EXERCISE PROMPT:
Rewrite the records below starting with the line containing "Could you point to the roof" and going on through the line containing "Target: palm tree", requests included, shifting every coordinate in the answers up by 105. Leave the sample coordinates in the requests unchanged.

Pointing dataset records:
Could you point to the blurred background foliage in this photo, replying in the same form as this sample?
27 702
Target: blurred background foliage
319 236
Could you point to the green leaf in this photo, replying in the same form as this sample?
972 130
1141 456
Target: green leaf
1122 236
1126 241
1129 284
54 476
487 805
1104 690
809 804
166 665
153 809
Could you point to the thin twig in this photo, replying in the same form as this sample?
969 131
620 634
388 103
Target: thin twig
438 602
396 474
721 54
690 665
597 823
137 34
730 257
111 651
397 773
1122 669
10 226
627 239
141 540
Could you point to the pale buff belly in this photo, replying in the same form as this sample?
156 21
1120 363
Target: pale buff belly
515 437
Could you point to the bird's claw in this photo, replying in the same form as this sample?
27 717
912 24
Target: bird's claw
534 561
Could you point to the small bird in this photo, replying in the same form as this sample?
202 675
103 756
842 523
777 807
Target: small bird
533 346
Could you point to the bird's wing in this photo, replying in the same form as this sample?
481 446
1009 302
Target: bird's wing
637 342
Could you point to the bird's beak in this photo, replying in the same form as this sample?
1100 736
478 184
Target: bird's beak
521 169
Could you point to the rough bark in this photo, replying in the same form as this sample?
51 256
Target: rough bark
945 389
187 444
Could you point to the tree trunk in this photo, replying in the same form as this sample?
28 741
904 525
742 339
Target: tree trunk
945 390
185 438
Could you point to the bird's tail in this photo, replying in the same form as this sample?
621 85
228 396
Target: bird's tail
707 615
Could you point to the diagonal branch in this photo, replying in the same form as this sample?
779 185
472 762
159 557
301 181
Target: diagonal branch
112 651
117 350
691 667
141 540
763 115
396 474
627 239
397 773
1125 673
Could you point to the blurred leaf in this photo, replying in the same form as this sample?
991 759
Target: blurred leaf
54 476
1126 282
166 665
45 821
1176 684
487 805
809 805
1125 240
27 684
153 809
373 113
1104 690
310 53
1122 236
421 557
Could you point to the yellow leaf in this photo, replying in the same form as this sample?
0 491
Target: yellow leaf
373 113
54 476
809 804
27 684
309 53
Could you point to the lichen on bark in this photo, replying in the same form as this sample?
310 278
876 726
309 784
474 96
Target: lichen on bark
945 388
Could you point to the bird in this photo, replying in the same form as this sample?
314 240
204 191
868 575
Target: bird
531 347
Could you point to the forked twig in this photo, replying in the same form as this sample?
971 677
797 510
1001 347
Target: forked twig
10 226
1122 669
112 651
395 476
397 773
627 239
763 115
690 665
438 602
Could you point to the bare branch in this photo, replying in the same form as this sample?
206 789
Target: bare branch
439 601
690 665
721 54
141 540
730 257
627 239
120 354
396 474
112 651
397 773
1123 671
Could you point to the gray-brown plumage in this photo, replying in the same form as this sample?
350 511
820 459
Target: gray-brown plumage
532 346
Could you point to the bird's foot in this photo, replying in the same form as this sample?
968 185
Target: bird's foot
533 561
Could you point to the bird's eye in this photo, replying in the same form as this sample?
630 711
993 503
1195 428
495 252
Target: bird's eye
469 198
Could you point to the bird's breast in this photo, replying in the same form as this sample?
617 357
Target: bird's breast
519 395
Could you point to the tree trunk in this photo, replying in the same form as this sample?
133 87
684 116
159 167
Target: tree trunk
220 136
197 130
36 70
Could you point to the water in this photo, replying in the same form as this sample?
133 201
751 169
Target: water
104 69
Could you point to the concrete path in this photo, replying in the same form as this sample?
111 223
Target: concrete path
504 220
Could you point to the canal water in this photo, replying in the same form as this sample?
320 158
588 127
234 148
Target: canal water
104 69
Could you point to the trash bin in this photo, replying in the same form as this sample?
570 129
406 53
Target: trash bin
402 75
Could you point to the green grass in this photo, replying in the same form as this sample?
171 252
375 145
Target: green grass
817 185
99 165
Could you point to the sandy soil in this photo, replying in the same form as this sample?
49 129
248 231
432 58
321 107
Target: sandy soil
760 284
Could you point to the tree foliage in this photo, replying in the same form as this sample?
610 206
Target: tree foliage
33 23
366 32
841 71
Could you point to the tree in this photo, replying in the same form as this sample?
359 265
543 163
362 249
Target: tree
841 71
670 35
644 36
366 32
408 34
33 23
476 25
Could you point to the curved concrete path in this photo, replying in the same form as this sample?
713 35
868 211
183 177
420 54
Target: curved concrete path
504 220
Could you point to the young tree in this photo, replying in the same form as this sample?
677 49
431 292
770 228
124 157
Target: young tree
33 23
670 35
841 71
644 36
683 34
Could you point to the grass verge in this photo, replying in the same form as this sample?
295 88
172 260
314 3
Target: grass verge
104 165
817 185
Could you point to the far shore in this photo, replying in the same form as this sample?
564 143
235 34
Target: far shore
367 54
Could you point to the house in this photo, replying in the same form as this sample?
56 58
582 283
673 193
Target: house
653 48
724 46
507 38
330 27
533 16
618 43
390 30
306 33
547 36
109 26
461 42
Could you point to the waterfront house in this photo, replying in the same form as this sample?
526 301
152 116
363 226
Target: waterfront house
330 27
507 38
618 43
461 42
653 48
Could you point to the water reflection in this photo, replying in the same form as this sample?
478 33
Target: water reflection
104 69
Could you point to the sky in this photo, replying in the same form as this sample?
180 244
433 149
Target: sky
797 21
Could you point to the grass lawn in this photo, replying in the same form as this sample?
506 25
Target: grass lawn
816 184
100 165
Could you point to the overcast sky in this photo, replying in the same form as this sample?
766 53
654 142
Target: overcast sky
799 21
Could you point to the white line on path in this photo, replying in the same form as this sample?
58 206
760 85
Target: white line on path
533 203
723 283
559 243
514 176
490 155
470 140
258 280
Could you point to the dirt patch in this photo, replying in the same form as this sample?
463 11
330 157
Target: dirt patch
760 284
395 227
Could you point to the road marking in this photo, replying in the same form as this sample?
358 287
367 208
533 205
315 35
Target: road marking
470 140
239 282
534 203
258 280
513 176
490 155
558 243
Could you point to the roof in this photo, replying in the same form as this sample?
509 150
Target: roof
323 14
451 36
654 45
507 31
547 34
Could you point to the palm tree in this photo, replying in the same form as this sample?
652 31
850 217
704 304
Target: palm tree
--
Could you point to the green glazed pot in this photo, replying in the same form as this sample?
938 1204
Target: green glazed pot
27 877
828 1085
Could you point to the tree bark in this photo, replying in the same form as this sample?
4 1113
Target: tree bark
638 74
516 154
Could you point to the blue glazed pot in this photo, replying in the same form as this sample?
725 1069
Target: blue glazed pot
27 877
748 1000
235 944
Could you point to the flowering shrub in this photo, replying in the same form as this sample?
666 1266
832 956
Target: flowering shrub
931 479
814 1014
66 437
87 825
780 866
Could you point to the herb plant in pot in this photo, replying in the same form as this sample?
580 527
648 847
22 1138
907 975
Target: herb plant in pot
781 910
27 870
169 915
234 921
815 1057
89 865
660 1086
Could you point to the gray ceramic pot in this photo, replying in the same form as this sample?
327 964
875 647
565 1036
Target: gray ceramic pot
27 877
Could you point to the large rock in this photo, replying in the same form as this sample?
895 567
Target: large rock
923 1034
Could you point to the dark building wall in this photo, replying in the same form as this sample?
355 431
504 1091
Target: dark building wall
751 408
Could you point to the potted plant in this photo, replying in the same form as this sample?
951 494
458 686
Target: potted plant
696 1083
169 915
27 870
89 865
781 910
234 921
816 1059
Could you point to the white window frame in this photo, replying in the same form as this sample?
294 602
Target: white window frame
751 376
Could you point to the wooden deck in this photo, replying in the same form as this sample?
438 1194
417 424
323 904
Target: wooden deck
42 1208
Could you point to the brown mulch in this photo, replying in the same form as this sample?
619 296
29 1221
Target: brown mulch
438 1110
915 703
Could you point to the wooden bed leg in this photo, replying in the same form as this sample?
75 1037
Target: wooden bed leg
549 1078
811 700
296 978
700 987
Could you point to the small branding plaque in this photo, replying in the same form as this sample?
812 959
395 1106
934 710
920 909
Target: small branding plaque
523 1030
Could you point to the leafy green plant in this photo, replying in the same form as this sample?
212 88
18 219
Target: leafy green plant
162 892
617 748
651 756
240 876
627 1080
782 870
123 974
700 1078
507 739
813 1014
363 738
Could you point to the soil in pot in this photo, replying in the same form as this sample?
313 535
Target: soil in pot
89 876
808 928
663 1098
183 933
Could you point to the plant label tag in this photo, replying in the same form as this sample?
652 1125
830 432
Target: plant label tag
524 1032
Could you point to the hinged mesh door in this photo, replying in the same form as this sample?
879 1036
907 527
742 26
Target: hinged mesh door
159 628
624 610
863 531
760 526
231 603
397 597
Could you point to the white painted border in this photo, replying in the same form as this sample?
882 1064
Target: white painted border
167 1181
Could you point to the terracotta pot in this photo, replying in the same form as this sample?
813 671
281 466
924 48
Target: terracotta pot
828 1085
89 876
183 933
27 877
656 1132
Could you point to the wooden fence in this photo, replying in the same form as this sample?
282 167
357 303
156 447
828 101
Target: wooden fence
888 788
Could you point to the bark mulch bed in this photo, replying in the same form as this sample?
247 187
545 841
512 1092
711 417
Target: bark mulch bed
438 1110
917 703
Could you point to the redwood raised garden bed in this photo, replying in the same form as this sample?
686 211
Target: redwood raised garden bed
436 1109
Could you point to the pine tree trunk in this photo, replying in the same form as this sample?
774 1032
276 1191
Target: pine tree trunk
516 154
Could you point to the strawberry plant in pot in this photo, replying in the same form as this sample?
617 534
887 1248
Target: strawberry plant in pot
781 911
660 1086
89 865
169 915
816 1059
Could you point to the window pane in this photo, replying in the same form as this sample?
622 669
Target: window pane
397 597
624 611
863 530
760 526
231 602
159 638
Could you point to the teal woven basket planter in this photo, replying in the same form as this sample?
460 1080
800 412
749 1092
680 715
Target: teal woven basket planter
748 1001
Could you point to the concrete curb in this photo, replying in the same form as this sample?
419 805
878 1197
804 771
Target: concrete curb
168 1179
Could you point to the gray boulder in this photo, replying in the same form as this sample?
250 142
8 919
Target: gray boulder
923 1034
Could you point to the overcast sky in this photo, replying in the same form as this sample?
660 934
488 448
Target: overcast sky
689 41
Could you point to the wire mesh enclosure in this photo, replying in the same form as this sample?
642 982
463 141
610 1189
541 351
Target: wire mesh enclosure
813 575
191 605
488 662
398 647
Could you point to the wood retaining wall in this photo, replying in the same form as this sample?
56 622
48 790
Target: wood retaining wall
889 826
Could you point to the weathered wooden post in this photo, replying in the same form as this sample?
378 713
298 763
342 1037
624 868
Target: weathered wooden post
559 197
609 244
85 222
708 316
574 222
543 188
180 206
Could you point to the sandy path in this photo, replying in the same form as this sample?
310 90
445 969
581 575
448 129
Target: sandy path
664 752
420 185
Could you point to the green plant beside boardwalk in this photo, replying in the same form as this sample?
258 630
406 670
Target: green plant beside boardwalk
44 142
--
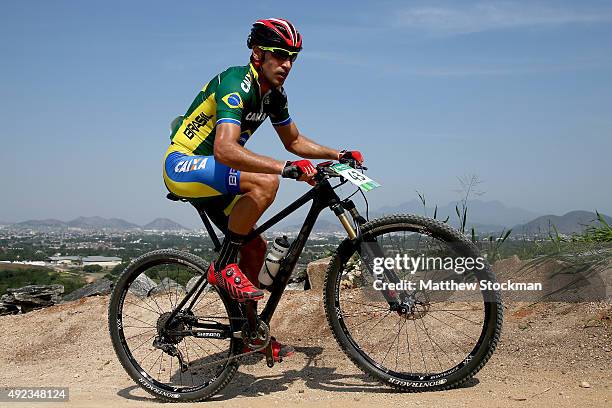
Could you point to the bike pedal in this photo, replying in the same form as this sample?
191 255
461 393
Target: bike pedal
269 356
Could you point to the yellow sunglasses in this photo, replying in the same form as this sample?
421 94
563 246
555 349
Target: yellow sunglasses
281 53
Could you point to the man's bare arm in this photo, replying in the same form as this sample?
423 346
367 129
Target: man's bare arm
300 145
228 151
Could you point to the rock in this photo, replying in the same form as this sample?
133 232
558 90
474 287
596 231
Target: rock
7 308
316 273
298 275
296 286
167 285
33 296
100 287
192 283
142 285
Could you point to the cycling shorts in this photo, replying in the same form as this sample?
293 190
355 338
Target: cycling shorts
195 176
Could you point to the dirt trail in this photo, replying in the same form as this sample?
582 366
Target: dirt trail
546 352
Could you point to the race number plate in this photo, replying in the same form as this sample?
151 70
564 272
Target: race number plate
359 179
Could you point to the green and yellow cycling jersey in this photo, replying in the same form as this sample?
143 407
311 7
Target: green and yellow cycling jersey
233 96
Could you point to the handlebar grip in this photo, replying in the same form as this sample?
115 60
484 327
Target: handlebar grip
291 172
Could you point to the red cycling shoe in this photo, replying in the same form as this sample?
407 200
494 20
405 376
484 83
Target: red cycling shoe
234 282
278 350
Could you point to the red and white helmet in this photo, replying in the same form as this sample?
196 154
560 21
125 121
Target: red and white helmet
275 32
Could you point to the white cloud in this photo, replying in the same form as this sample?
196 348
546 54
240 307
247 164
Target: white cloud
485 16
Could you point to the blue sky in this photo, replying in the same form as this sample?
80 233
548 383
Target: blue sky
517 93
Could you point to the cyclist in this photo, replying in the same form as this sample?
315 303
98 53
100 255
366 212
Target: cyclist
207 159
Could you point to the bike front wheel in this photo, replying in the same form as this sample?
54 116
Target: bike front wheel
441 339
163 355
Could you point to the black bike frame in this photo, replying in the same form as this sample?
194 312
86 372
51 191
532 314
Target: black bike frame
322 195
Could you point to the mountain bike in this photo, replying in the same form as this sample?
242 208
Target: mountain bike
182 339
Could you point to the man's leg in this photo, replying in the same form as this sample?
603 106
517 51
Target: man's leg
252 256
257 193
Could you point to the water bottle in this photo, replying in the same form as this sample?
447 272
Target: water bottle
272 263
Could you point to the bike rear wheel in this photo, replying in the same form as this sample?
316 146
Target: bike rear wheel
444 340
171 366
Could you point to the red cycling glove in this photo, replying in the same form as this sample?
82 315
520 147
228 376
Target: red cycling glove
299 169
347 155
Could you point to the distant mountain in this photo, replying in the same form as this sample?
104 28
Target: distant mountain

CORRECT RESPONSE:
Could you point to the roof in this photo, replying in the same form as this sample?
509 150
Target: roof
428 119
556 141
759 150
612 136
652 139
Could you point to the palm tree in this photo, replying in the same form as this sample?
652 31
850 217
704 304
Target: palm tree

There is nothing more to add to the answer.